** EXERCISE DIRECTIONS **
Reproduce the stretch from the line that contains "Reviewer note: confirm that each instance of the jute" through the line that contains "column 793, row 1034", changing "white quilted bedspread" to "white quilted coverlet" and keeping everything else the same.

** RECORD EXCERPTS **
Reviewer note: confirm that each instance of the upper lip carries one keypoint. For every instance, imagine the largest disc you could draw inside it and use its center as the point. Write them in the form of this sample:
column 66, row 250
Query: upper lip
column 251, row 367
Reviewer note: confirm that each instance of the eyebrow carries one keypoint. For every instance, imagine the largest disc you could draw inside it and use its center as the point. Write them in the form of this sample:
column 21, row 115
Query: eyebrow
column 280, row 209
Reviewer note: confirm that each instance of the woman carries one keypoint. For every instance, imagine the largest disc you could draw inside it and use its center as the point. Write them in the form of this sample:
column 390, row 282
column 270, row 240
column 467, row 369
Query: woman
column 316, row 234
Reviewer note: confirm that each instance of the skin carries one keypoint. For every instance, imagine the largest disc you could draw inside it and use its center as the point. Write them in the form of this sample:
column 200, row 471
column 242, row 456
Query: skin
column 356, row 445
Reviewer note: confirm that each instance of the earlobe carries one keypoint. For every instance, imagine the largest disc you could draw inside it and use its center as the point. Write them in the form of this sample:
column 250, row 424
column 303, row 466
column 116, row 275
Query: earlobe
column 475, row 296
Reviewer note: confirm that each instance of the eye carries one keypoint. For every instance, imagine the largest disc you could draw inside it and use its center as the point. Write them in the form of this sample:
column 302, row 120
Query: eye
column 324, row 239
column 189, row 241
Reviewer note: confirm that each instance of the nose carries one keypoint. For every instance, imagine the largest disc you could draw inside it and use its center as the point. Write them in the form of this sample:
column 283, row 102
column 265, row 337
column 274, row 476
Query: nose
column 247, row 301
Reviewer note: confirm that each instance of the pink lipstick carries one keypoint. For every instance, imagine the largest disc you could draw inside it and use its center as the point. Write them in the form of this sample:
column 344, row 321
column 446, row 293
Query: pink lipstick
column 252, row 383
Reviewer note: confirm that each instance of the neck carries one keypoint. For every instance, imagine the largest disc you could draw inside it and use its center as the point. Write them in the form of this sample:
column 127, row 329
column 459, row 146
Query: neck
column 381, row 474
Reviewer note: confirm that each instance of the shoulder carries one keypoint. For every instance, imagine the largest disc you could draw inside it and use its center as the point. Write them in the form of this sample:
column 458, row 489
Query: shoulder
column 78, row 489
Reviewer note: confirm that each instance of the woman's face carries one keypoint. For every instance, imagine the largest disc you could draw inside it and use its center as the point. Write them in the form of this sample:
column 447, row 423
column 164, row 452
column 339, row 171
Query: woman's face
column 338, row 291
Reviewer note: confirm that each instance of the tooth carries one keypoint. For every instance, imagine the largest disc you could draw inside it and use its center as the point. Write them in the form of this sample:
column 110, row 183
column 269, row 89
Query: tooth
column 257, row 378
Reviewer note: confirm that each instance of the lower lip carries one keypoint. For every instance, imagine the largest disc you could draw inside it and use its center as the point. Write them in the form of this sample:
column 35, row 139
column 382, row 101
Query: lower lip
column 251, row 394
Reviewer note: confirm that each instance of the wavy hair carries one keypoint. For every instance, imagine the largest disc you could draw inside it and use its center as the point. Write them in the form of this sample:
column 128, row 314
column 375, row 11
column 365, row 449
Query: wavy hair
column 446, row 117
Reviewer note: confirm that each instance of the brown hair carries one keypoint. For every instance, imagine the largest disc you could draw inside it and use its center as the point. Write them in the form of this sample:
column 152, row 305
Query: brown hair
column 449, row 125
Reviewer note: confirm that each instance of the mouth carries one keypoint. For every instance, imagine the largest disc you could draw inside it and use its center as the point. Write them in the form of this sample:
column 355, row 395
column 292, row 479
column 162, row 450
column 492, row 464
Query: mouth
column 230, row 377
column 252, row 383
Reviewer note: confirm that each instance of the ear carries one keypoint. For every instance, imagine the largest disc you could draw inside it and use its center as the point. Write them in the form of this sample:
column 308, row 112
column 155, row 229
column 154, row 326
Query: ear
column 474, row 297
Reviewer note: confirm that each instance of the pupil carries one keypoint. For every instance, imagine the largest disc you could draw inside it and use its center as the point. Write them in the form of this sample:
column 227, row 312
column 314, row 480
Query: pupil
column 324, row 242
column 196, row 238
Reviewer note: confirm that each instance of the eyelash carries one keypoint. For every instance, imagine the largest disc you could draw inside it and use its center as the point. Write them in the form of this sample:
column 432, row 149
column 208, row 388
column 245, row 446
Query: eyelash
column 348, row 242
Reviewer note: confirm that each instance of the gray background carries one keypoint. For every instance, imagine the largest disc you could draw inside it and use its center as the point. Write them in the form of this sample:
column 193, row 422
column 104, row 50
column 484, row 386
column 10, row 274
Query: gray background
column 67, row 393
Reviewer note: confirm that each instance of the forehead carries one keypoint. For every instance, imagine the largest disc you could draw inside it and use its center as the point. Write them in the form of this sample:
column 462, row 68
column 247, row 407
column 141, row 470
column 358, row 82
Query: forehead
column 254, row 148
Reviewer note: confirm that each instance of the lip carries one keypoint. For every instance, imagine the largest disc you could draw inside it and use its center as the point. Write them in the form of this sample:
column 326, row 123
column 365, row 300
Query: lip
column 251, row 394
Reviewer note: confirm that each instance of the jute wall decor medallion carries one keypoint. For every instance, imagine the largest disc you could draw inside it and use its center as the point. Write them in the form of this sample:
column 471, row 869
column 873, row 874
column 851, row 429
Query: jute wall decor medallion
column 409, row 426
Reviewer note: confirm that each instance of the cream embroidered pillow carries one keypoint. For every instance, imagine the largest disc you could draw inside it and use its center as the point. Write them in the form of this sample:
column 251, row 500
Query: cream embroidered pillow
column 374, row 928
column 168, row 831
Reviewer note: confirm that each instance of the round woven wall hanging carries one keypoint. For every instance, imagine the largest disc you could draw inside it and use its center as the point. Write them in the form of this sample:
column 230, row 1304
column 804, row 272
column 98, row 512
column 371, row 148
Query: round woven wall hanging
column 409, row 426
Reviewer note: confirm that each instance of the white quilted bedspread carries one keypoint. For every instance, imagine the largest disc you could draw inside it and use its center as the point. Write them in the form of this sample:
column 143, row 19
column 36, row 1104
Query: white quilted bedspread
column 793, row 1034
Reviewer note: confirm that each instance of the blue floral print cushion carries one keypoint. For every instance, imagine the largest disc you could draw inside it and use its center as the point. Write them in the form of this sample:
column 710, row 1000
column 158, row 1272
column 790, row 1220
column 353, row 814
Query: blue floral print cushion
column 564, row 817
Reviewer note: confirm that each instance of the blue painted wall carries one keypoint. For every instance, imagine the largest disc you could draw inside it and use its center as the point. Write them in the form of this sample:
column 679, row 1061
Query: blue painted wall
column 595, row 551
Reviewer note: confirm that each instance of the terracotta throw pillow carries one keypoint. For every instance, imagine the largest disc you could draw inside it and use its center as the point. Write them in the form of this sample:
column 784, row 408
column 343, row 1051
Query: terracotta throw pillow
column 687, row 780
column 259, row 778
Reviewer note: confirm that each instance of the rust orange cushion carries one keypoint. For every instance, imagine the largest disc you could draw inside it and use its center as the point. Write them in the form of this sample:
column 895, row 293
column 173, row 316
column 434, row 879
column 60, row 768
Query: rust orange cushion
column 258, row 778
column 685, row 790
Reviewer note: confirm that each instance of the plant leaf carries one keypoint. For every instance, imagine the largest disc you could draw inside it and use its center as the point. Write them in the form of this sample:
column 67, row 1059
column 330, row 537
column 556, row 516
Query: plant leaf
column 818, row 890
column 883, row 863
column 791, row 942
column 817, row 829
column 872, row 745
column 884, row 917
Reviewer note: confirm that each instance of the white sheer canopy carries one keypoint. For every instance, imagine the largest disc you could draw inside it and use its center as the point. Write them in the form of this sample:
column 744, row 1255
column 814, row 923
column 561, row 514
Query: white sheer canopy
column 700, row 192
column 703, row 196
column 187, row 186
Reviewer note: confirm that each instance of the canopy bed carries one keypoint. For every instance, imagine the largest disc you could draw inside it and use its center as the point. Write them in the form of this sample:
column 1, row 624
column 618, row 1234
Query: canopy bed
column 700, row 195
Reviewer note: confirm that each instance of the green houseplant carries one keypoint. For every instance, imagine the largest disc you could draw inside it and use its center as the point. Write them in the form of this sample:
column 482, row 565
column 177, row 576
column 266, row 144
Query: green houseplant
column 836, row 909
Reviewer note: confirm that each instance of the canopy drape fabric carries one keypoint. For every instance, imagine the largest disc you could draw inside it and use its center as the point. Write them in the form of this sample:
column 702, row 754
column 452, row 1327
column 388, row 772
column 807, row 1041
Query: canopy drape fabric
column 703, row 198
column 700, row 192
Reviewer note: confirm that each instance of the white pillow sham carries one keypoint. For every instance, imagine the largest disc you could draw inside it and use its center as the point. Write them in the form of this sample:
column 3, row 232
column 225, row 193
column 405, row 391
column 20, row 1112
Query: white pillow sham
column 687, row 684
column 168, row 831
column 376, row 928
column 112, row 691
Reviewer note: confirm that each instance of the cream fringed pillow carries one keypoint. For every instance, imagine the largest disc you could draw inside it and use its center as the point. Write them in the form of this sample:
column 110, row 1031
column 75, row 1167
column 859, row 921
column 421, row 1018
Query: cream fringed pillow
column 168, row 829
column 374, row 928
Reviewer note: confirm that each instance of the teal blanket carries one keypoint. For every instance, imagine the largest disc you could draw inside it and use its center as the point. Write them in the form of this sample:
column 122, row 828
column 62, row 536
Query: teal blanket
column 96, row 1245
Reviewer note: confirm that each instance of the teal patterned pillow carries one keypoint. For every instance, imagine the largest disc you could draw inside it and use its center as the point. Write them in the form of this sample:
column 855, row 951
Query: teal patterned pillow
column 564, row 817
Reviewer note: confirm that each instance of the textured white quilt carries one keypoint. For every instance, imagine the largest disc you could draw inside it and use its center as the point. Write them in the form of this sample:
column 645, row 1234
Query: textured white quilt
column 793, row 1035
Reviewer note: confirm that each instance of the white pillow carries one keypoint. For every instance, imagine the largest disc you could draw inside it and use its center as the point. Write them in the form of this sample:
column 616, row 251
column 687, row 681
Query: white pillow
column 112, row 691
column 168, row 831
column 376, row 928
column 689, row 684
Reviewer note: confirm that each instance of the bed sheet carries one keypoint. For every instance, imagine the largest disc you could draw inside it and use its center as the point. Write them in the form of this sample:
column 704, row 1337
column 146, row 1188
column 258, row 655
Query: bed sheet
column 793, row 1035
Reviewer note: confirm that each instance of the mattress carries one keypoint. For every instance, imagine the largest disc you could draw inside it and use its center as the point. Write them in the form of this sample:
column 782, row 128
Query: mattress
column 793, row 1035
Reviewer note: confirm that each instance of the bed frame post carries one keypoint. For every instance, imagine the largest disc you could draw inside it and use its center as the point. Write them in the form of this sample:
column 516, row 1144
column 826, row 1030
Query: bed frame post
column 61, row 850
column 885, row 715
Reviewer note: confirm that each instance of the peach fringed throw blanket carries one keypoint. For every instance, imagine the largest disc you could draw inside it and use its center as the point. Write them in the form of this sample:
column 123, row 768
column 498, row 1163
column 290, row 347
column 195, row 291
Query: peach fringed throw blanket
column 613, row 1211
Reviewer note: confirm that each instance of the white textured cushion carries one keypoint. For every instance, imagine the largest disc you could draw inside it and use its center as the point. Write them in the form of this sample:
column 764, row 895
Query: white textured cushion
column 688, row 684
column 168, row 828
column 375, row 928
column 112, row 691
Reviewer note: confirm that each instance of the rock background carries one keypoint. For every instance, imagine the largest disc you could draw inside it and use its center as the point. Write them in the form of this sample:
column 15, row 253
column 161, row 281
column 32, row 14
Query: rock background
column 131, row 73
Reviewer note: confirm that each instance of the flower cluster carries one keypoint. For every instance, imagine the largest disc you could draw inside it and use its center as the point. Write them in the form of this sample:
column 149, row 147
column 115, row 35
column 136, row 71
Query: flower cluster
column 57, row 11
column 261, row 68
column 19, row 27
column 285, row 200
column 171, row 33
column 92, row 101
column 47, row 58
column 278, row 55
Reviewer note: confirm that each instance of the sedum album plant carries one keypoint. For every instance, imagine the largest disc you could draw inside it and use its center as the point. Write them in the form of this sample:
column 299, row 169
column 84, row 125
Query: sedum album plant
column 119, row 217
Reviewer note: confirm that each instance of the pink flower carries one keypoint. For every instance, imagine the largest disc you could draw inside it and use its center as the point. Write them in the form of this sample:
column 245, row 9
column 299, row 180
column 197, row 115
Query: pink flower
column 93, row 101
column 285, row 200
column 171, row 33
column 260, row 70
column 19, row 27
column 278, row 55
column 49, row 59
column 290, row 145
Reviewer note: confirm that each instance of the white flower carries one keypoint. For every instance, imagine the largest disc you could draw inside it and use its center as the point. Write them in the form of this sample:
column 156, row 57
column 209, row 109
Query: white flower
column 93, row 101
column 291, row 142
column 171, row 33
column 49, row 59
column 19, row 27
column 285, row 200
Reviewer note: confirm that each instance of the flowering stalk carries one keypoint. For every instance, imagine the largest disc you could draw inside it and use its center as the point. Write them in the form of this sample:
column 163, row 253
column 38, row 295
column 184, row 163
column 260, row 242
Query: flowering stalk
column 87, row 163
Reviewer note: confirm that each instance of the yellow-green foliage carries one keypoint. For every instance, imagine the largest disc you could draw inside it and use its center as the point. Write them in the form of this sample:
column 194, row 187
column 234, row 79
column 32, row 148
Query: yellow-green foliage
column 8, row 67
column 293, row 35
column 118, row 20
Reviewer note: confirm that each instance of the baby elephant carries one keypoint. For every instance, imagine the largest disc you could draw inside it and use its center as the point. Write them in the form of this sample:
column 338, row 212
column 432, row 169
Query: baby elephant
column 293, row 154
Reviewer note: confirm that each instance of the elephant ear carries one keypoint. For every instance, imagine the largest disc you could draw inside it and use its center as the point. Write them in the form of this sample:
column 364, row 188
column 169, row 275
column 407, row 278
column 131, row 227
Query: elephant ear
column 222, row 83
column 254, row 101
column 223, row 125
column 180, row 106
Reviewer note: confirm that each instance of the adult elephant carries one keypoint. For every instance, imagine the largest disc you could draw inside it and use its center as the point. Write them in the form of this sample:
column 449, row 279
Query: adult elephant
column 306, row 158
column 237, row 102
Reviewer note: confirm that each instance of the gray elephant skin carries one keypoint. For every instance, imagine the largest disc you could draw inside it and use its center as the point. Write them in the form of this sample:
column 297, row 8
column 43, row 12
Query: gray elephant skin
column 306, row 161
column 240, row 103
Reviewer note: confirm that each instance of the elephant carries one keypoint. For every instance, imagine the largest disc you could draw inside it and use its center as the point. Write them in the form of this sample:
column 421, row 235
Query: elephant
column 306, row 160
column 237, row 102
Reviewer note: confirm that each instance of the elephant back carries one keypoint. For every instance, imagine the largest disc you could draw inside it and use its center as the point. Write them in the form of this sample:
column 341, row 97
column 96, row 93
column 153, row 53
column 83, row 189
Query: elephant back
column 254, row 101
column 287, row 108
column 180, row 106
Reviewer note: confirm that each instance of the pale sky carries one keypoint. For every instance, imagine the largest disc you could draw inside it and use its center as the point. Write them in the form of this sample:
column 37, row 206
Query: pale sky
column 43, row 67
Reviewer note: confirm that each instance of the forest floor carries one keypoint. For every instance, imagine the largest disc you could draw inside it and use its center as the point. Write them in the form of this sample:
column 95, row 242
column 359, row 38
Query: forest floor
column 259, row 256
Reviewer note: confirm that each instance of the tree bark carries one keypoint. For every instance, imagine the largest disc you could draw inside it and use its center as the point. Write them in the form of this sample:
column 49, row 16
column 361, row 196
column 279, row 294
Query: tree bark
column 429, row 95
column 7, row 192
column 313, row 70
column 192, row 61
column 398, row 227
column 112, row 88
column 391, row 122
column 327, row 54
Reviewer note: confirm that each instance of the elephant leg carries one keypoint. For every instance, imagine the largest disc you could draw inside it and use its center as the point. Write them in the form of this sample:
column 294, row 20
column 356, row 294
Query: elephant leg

** SOLUTION FOR THIS TASK **
Reviewer note: confirm that each instance of the jute wall decor medallion carries one keypoint. For every instance, imagine the largest disc you could draw inside it and use its center as the point. Write them in the form of this sample:
column 471, row 869
column 873, row 874
column 851, row 429
Query: jute wall decor medallion
column 409, row 426
Reviewer note: confirm that each instance of the cream embroidered pillow carries one keypoint. For every instance, imagine the largest disc you could draw inside it and use its center as the point. Write them in the form of this sample:
column 251, row 500
Query: cream embroidered pillow
column 374, row 928
column 168, row 831
Reviewer note: confirm that each instance of the round woven wall hanging carries one keypoint. For every instance, imagine the largest disc you could draw inside it and use its center as the point. Write them in the form of this sample:
column 230, row 1304
column 804, row 272
column 98, row 512
column 371, row 148
Query: round woven wall hanging
column 409, row 426
Reviewer note: confirm that each instance of the white quilted coverlet carries one keypoint. For every instance, imagine the largest disc you could draw inside it and use its center as the point. Write them in the form of this sample:
column 143, row 19
column 36, row 1104
Query: white quilted coverlet
column 793, row 1034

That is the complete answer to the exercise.